§ Required work
Go over the records and copy every line with the string "response".

§ Stored data
========
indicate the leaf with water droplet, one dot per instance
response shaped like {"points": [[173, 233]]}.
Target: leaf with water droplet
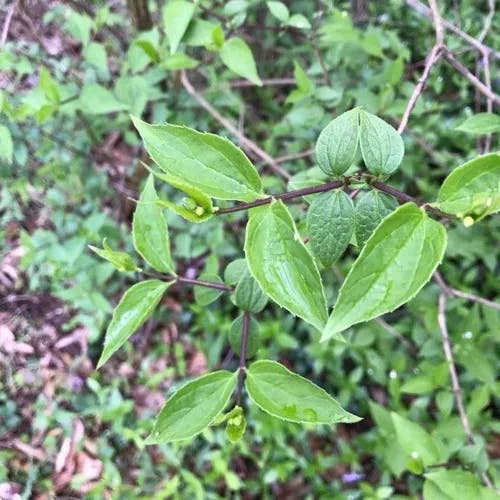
{"points": [[288, 396]]}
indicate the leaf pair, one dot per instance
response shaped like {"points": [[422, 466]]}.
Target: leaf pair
{"points": [[271, 386], [381, 146]]}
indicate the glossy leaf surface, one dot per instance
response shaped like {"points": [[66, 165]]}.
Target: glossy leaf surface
{"points": [[338, 142], [207, 162], [150, 230], [473, 189], [193, 407], [381, 145], [288, 396], [330, 224], [282, 265], [397, 260], [134, 308]]}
========
§ Exercise output
response shaped like {"points": [[173, 233]]}.
response shaped like {"points": [[422, 466]]}.
response shaped like {"points": [[66, 165]]}.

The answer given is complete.